Actions to take:
**1.** From the bone histology excerpt, extract the passage from "Assessing bone laminarity" to "to improve throughput.".
**2.** In the bone histology excerpt, what aspect ratio classifies a vascular canal as longitudinal?
**3.** In one to three sentences, explain why the bone histology excerpt uses the method of de Margerie (2002) instead of the later modified versions.

==== Excerpted text

Whole thick sections were imaged without coverslips under non-polarized light to measure vascular canal orientation as well as under circularly polarized light to distinguish between parallel-fibered and woven bone matrix (Figs. S1 and S2). After polarized light microscopy was performed, sections were acid-etched and stained with a heated solution of toluidine blue (Eurell & Sterchi, 1994). This particular preparation of toluidine blue does not require the removal of embedding resin and works on thick sections already mounted to slides. Because this base-like metachromatic dye highlights features rich in acidic or anionic components such as cement lines of secondary osteons, medullary bone, and hyaline cartilage, we were able to quickly identify and exclude vascular canals of secondary osteons from further analysis (Figs. S3 and S4). Stained and unstained sections were imaged using a motorized light microscope (Ni-U; Nikon, Tokyo, Japan, USA) with a strain-free long working distance objective (10× Plan Fluor: numerical aperture of 0.3, resolvable size ≈1 µm). Focus and stitching of histological montages were controlled by software (NIS Elements D; Nikon, Tokyo, Japan, USA). The montages were sharpened using Photoshop (CS5; Adobe, San Jose, California, USA) with the “Unsharp Mask” filter set at 10 px and are high resolution (2.1 µm per pixel). In accordance with major grant funding agencies and to promote data transparency, the montages are freely accessible as interactive digital slides at the Paleohistology Repository (Lee & O’Connor, 2013: http://paleohistology.appspot.com). After imaging, a standard glass coverslip was mounted (Permount; Fisher Scientific, Hampton, New Hampshire, USA) to each physical slide to arrest long-term cracking of undecalcified bone sections.
Assessing bone laminarity
A method to measure primary vascular canal orientation was first proposed by de Margerie (2002) and later used by subsequent studies (e.g., Lee, 2004; Skedros & Hunt, 2004; Cubo et al., 2005; Simons & O’Connor, 2012). Although we recognize that this method was modified to offer greater descriptive precision (de Boef & Larsson, 2007; Lee, 2007), the added precision is excessive for the bat dataset because canal orientation is unambiguous. Therefore, we used the method by de Margerie (2002) with slight modifications to improve throughput.
Using Photoshop, we divided the cortex of each thick section into octants and extracted the four cortical octants representing cardinal anatomical positions (bats: anterior, posterior, lateral, and medial; birds: cranial, caudal, dorsal, and ventral). We avoided measurement below the plane of section (i.e., the polished surface) and only measured the most in-focused portions of each primary vascular canal. If a canal branched, it was separated into individual canals at the node. Vascular canals of secondary osteons were excluded from further analysis. Using ImageJ, an ellipse was fitted inside each canal, and aspect ratio and orientation of the major axis relative to the periosteal surface were measured. To determine canal orientation from the aspect ratio and major axis of the ellipse, we followed criteria proposed by de Margerie (2002). The criteria are summarized as follows: (1) longitudinal canals have an aspect ratio of less than 3 (Fig. 1B); (2) circumferential canals have major axes oriented 0° ± 22.5° relative to the nearest tangent line drawn at the periosteal surface (Fig. 1A); (3) radial canals have major axes oriented 90° ± 22.5° relative to the nearest tangent line drawn at the periosteal surface (Fig. 1C); and (4) all remaining canals are oblique.

========
==== Information provided

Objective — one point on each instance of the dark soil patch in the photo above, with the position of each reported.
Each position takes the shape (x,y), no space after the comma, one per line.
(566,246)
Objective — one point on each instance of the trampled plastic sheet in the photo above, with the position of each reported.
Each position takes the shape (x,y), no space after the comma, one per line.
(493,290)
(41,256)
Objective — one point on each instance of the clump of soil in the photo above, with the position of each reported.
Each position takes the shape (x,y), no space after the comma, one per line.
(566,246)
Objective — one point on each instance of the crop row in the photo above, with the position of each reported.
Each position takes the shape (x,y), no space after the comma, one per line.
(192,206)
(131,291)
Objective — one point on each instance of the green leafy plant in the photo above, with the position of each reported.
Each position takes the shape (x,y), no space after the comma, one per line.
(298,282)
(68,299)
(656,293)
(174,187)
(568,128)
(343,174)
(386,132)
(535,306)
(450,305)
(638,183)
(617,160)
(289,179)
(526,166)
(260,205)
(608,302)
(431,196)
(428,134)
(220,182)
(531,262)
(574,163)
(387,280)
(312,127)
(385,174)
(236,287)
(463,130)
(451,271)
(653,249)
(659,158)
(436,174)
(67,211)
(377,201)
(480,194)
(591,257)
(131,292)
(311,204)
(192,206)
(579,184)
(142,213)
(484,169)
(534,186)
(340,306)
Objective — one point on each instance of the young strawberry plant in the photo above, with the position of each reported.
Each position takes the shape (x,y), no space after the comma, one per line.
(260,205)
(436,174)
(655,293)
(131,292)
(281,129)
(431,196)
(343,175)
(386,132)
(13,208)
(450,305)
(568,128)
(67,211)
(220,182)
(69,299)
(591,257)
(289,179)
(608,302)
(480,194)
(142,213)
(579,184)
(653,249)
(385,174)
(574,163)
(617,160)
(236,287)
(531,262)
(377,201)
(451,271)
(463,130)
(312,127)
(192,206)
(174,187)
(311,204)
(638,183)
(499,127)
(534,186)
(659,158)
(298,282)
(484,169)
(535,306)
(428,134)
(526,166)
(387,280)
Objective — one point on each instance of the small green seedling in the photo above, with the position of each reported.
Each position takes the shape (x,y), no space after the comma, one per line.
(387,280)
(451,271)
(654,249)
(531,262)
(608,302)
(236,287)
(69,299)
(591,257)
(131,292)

========

Results by task:
**1.**
Assessing bone laminarity
A method to measure primary vascular canal orientation was first proposed by de Margerie (2002) and later used by subsequent studies (e.g., Lee, 2004; Skedros & Hunt, 2004; Cubo et al., 2005; Simons & O’Connor, 2012). Although we recognize that this method was modified to offer greater descriptive precision (de Boef & Larsson, 2007; Lee, 2007), the added precision is excessive for the bat dataset because canal orientation is unambiguous. Therefore, we used the method by de Margerie (2002) with slight modifications to improve throughput.

**2.** An aspect ratio of less than 3.

**3.** The modified versions offer greater descriptive precision, but that added precision is excessive for the bat dataset because canal orientation in it is unambiguous. The authors therefore used de Margerie's method, with slight modifications to improve throughput.